-- Information shown follows --

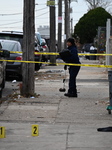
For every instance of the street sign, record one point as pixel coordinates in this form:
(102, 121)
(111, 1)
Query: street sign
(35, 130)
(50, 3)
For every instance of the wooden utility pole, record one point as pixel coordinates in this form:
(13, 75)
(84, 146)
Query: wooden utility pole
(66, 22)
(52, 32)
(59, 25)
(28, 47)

-- Information shown concluded --
-- Information shown follows --

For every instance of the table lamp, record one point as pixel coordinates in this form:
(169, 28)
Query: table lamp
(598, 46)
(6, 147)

-- Information shown concluded --
-- Information shown follows --

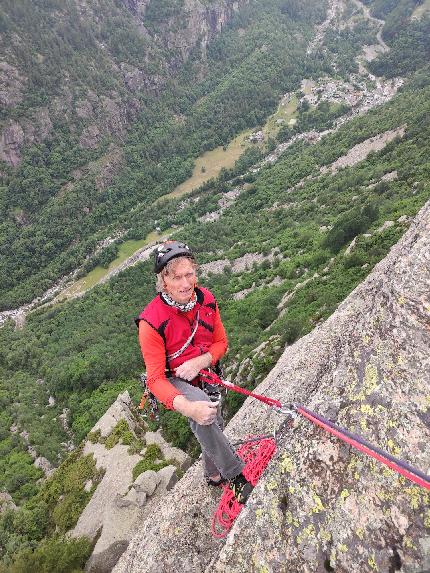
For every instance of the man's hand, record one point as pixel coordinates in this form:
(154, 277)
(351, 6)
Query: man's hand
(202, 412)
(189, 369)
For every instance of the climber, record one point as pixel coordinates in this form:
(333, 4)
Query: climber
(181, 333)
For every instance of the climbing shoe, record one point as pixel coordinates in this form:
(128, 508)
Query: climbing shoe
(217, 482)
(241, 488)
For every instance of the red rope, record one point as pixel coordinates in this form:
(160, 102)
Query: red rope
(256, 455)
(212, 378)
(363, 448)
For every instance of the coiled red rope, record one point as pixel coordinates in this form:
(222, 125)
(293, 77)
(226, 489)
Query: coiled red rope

-- Information shown concluded --

What you should do —
The answer must consist of every line from the listing above that includes the word "coiled".

Exercise answer —
For every instance of the coiled red rope, record one point as pixel coordinates in this form:
Query: coiled red rope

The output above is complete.